>> START DOCUMENT PASSAGE
The New York Times reported on Thursday that "intelligence officials warned House lawmakers last week that Russia was interfering in the 2020 campaign to try to get President Trump re-elected."

I'm not convinced that gives full context to the briefing. I suspect a Democratic member asked a briefer something along the lines of, "Do you assess that Russia is trying to reelect Trump?" The briefer then probably offered a hedged response in the affirmative. I believe the core of the briefing was likely situated around an assessment that Russia is preparing to ramp up efforts to undermine the election and U.S. civil society.

That's very different from that which the New York Times report implies: a high-confidence national intelligence assessment that Russia is interfering to see Trump triumph over any and all of the Democratic presidential primary field.
>> END DOCUMENT PASSAGE
- _GIVEN EXERCISE 1_: Count the rows that contain the string "white", treating uppercase and lowercase as different, and reply with the number alone.
The commentary above and the rows below have no connection to each other.
>> START MATERIAL SUPPLIED
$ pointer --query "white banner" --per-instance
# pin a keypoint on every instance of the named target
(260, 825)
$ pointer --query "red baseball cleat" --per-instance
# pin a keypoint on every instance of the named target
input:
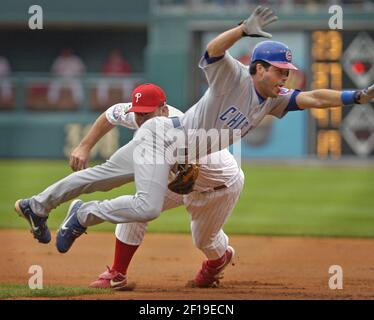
(210, 276)
(110, 279)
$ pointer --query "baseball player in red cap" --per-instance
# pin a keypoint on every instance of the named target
(237, 100)
(215, 192)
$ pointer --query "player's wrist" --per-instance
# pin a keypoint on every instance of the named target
(350, 97)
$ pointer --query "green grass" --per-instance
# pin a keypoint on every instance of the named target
(277, 200)
(22, 291)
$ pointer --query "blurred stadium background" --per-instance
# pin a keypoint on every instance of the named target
(46, 106)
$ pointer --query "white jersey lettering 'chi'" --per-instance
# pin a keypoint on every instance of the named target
(231, 102)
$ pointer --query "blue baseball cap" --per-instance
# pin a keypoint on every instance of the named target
(275, 53)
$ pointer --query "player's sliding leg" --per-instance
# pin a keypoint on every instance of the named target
(209, 213)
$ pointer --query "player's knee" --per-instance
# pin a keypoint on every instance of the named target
(148, 211)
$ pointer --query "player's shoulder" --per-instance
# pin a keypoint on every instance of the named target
(119, 109)
(174, 112)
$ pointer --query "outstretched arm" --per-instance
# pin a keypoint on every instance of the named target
(252, 27)
(326, 98)
(80, 155)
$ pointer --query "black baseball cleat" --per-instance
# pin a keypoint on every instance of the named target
(70, 229)
(38, 225)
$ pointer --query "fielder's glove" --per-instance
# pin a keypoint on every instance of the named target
(185, 177)
(366, 95)
(261, 17)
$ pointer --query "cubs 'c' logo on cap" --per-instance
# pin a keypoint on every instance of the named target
(138, 95)
(288, 55)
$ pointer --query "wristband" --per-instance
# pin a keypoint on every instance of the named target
(348, 97)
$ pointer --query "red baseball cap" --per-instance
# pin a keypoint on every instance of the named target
(147, 98)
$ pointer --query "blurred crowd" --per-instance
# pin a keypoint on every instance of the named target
(282, 4)
(66, 74)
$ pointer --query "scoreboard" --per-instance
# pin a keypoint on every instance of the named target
(342, 61)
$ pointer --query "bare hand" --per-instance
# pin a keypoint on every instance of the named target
(366, 95)
(79, 158)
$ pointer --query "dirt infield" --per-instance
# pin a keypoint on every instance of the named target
(266, 267)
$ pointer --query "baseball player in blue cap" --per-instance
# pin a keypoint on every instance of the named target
(237, 100)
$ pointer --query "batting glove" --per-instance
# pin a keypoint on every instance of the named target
>> END MATERIAL SUPPLIED
- _GIVEN EXERCISE 2_: Condense the paragraph of the commentary that begins "I'm not convinced" into a shorter version that keeps its main points.

- _WORKED ANSWER 1_: 2

- _WORKED ANSWER 2_: The writer doubts the report fully captures the briefing. Their guess is that a Democratic member asked whether Russia was trying to reelect Trump, and a briefer gave a hedged yes. They think the briefing more likely centered on an assessment that Russia is preparing to ramp up efforts to undermine the election and U.S. civil society.